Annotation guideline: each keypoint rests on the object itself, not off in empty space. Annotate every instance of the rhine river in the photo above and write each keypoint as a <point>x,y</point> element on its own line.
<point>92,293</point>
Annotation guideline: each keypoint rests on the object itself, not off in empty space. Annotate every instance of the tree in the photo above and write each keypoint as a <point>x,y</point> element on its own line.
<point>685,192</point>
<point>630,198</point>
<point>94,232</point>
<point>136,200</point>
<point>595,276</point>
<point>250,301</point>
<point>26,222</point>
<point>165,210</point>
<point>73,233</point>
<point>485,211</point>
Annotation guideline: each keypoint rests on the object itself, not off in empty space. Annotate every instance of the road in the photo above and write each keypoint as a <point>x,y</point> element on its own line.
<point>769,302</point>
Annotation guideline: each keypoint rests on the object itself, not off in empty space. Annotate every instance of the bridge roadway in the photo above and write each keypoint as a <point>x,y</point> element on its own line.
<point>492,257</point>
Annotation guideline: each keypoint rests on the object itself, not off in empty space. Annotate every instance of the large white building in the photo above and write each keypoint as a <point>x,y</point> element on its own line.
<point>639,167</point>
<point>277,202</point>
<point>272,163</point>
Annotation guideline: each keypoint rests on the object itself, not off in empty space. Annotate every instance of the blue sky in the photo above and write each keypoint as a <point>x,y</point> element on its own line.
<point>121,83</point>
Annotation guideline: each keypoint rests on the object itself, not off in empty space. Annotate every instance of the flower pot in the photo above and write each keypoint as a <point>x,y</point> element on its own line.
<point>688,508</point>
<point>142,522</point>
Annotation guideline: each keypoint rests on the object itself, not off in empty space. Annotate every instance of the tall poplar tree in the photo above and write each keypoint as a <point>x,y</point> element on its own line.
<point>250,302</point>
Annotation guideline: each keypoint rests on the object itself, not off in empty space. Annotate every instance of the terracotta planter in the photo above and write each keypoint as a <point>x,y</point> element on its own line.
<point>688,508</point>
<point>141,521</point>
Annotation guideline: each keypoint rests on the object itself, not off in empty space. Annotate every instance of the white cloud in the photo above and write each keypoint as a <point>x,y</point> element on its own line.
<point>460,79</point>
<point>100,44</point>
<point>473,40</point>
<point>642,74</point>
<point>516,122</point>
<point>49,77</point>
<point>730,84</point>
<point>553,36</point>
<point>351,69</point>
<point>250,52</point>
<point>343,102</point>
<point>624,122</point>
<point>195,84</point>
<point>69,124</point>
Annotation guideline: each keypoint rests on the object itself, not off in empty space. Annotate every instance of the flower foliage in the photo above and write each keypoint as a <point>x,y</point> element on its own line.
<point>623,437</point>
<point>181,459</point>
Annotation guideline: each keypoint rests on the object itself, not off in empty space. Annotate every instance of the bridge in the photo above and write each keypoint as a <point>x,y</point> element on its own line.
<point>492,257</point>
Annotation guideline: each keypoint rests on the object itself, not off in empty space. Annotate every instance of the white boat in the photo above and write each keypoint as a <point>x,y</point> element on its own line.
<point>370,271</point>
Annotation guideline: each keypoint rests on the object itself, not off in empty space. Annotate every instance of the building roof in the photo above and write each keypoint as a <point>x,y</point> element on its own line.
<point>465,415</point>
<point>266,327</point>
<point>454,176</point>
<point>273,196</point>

_SET TASK_
Copy all of the entries above word for word, keeping every line unchanged and in its original order.

_RESULT_
Annotation guideline: each keypoint rests on the object itself, not off in empty space. Annotate every instance of the rhine river in the photo above and write each keypoint as a <point>x,y</point> element on its own line.
<point>92,293</point>
Annotation guideline: each keypoint rests on the object itself, not off in empty space. Annotate every instance of the tree in the photo above and write each keypoint as a <point>x,y</point> element on its own line.
<point>685,192</point>
<point>630,198</point>
<point>94,232</point>
<point>136,200</point>
<point>595,276</point>
<point>250,301</point>
<point>26,222</point>
<point>165,210</point>
<point>73,233</point>
<point>485,211</point>
Annotation guideline: each keypoint rests on the object itself, not off in empty space. Annotate every instance of the road in the photo above and write each keypoint as a <point>x,y</point> element on its own line.
<point>769,302</point>
Annotation guideline: each keypoint rests on the object itself, not off in empty space. Annotate every instance of the bridge roadway in the photo above and write each keypoint as a <point>x,y</point> element on its own line.
<point>492,257</point>
Annotation guideline: each keypoint rests on the object itself, not off in empty space. Annotate every instance of the large white building in the photo above and write each keypoint as a <point>x,y</point> element on its own line.
<point>639,167</point>
<point>277,202</point>
<point>272,163</point>
Annotation guideline: each keypoint rests on the object itself, not off in empty space. Annotate every instance of the blue sky in the photo above and write each keypoint as a <point>x,y</point> element on its own line.
<point>121,83</point>
Annotation guideline: each keypoint rests on the object itself, not off in empty space. Annotate every instance of the flower pot in the photo above and write each keypoint as a <point>x,y</point> element on its own line.
<point>688,508</point>
<point>142,522</point>
Annotation guideline: each keypoint rests on the object itself, not off in empty space. Annotate every instance of the tall poplar tree in the photo above and write each keypoint as a <point>x,y</point> element on its own line.
<point>250,302</point>
Annotation guideline: each keypoint rests on the object itself, not off in empty space. Annotate every instance of the terracotta planter in the photo above and write each keypoint as a <point>x,y</point> element on its own line.
<point>688,508</point>
<point>141,521</point>
Annotation guideline: each keypoint rests on the object itself, not off in empty space. Annotate every instance of the white cloud in the photo above and write each keypoint as a <point>x,y</point> element on its own line.
<point>460,79</point>
<point>100,44</point>
<point>473,40</point>
<point>642,74</point>
<point>516,122</point>
<point>49,77</point>
<point>730,84</point>
<point>553,36</point>
<point>351,69</point>
<point>250,52</point>
<point>343,102</point>
<point>624,122</point>
<point>195,84</point>
<point>69,124</point>
Annotation guideline: each keypoint rests on the object itself, not off in empty space. Annotate every instance of the flower foliage in the photo above and write each keypoint as a <point>x,y</point> element on its own line.
<point>623,437</point>
<point>181,459</point>
Annotation guideline: each keypoint rests on the object itself, not off in empty space. Annotate every instance of the bridge in the photo above and write each keypoint as a <point>x,y</point> element on its own line.
<point>492,257</point>
Annotation guideline: each keypoint rests on the object itself, not off in empty space. Annotate every instance of the white boat in the photo above and write each keypoint as a <point>x,y</point> element on its own line.
<point>370,271</point>
Annotation guideline: each keypoint rests on the object itself, not off in empty space. Annotate every instance of the building roof in the photo above and write each keypoint as a <point>x,y</point> element on its own line.
<point>465,415</point>
<point>266,327</point>
<point>454,176</point>
<point>273,196</point>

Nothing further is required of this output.